Exercise directions
Starting at the line that has "Shelf-audit tagging: put a marker on the pine" and stopping after the last of the items, switch every "marker" to "dot". Give back only those lines, with everything else unchanged.

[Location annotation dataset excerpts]
━━━

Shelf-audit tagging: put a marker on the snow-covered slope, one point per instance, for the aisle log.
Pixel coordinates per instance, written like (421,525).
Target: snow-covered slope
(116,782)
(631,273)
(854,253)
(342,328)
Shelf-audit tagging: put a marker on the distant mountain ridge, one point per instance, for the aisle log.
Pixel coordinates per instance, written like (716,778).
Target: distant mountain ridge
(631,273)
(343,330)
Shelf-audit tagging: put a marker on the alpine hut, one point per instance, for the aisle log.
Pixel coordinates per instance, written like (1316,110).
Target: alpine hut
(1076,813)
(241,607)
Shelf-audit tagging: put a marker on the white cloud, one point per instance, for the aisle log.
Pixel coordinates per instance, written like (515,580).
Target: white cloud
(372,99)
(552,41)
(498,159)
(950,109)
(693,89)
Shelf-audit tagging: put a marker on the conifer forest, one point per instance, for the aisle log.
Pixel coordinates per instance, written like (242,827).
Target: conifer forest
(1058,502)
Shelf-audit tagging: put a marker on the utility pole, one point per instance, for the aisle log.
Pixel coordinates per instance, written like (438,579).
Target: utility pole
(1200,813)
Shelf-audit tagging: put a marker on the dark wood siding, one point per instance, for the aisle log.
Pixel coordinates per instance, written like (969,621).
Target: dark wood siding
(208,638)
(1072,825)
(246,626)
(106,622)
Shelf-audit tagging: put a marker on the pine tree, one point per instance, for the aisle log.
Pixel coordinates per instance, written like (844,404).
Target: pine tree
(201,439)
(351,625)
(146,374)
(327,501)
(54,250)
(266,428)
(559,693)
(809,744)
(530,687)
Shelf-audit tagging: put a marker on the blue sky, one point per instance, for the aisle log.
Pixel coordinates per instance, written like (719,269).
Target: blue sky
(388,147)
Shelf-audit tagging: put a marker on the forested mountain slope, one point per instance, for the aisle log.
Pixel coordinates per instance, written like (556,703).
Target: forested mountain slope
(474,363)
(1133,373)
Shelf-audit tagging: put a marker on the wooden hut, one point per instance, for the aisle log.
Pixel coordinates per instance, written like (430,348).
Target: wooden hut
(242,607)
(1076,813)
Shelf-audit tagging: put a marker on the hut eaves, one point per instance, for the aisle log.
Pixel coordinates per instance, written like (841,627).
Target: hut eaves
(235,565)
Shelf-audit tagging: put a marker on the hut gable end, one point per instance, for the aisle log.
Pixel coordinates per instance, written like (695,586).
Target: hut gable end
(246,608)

━━━

The reply
Shelf-audit tagging: put a dot on the pine tree, one point per instance, for the aisle log.
Pixel coordinates per instance, written like (844,404).
Target: pine tree
(201,439)
(351,625)
(146,374)
(327,501)
(54,250)
(266,428)
(559,693)
(809,744)
(530,687)
Shelf-audit tagging: put a dot on the blue sky, one point per instance, for the aisle log.
Pixel coordinates per instance, written like (719,269).
Target: blue sky
(388,147)
Shelf-audit tagging: put a dot on the forested mountain slope, one point per instance, for the aisle log.
Pixel coordinates per instance, written like (556,703).
Target: forested mountain slope
(474,363)
(1133,373)
Shelf-audit tagging: put a dot on the wooden hut, one point per instance, for the aisle log.
Pixel coordinates per instance, written like (430,348).
Target: wooden hut
(242,607)
(1076,813)
Shelf-audit tagging: put a dot on the hut eaves, one point per instance, for the aisle log.
Pixel coordinates per instance, written like (841,627).
Target: hut eaves
(235,565)
Shelf-audit tagging: put a dot on the hut gable end, one point per instance, for the aisle log.
Pixel coordinates per instance, written like (695,586).
Target: hut gable end
(246,608)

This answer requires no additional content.